Objective
Add -34 to every number in the coordinates of the rows below, starting with the line that contains "Tag the stone" and going on through the end of the rows, and write out every line of that stretch again, including the lines that are not coordinates.
* start Supplied information *
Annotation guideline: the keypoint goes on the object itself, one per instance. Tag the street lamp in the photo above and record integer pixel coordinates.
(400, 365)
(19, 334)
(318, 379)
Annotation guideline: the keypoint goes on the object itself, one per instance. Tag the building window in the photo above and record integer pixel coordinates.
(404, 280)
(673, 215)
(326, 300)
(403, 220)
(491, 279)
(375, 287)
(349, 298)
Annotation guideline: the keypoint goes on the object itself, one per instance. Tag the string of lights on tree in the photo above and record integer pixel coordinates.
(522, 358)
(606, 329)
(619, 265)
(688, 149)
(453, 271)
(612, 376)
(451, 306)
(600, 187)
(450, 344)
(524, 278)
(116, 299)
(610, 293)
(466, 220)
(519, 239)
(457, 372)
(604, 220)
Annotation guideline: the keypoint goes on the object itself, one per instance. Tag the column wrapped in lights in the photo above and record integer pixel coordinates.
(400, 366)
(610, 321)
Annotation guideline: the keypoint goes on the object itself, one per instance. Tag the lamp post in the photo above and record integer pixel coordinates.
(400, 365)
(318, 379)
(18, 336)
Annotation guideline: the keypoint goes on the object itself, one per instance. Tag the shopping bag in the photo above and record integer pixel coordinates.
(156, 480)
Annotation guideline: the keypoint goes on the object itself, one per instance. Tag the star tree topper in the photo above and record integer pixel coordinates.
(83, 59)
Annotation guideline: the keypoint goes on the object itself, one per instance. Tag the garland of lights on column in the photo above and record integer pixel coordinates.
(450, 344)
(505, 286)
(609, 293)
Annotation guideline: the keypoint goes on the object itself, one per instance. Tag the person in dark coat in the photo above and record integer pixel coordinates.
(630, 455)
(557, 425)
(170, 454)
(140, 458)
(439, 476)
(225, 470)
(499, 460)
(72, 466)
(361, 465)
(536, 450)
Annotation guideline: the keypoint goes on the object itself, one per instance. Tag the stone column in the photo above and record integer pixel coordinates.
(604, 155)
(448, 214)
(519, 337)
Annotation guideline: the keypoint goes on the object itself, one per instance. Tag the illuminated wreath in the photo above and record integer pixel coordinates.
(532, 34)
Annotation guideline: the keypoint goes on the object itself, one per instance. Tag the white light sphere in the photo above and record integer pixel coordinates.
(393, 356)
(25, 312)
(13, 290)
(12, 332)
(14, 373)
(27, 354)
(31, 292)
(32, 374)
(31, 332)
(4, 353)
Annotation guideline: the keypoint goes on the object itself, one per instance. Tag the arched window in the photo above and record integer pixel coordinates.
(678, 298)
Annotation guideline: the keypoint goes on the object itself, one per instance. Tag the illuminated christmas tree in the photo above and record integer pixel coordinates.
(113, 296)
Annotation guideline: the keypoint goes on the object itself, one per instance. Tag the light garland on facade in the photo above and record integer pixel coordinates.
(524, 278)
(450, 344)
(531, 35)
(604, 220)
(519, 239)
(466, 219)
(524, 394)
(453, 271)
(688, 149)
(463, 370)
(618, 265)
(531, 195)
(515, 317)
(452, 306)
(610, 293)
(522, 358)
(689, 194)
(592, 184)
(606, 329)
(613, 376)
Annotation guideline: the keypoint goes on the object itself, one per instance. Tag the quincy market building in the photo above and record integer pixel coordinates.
* end Supplied information *
The response
Annotation guideline: the keypoint goes on the object itself, one per instance. Tag the stone column in the photo above and record integer pixel coordinates.
(570, 121)
(414, 180)
(485, 303)
Annotation guideline: the keypoint goes on the object itself, one per instance. Tag the illuminated wreath in the photo above and record integer pixel coordinates.
(498, 0)
Annotation guideline: the keypoint goes on the object itself, one per instance. Tag the white light sphere in the photo above and record integer pixel coordinates.
(359, 322)
(-9, 278)
(-21, 256)
(-22, 298)
(-20, 339)
(-7, 320)
(-3, 258)
(-2, 340)
(-3, 298)
(-30, 319)
Annotation guideline: the keypoint goes on the object itself, one per instance. Tag the arched window in the photo above and record integer pixel coordinates.
(644, 264)
Annotation guideline: the keypoint goes on the object itself, one per instance. Tag the illuminated christmas tree in the photo above and record integer pixel coordinates.
(79, 262)
Annotation guideline: the keypoint goes on the object itself, one per instance. Tag the light garland on facade in the photo above and record integer pixel coordinates.
(490, 244)
(416, 310)
(497, 1)
(570, 186)
(485, 205)
(432, 185)
(490, 360)
(419, 237)
(654, 115)
(429, 336)
(584, 231)
(497, 161)
(481, 283)
(418, 272)
(576, 259)
(488, 324)
(655, 160)
(558, 150)
(572, 295)
(579, 342)
Annotation guideline: the keypoint goes on the object itself, one per instance. Tag the quincy market building in the photo above and record integer pixel coordinates.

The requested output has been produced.